(TASK MATERIAL)

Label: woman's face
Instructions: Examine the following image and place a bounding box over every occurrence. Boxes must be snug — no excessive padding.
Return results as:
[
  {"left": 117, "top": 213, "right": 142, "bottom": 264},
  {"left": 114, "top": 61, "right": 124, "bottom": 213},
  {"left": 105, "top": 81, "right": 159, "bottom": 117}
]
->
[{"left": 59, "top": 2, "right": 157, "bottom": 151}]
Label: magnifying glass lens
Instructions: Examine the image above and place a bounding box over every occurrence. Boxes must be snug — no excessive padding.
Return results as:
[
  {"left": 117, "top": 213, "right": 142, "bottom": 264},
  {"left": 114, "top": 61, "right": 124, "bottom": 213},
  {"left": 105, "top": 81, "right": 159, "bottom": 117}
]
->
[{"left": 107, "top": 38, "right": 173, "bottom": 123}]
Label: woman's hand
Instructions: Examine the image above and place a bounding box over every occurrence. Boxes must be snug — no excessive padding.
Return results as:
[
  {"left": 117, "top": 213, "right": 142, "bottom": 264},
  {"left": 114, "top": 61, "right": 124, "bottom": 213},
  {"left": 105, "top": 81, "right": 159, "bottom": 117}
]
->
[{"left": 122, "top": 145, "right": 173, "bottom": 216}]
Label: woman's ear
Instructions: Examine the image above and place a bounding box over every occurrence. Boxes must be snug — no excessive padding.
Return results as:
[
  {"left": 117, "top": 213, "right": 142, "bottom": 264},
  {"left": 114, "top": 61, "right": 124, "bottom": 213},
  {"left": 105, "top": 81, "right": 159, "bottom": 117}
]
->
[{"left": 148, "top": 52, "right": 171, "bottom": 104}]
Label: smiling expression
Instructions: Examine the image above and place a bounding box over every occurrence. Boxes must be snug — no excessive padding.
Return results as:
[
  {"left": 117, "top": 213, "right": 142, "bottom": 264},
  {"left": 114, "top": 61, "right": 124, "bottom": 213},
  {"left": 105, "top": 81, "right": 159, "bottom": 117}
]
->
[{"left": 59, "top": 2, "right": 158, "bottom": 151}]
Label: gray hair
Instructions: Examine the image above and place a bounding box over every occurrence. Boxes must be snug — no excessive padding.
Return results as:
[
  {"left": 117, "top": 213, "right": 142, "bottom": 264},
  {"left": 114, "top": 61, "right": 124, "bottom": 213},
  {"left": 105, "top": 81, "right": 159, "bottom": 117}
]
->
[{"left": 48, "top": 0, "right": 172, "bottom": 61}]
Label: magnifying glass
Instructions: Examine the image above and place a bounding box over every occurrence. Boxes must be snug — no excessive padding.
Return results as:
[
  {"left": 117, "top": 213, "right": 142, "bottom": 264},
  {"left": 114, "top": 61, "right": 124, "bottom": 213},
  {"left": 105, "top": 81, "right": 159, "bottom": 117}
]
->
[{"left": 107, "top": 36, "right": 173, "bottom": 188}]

(End TASK MATERIAL)

PROBLEM TO WORK ON: Using the records above, find the number of lines that contain the string "Label", and give that number without further comment.

RESULT OF THE EXERCISE: 7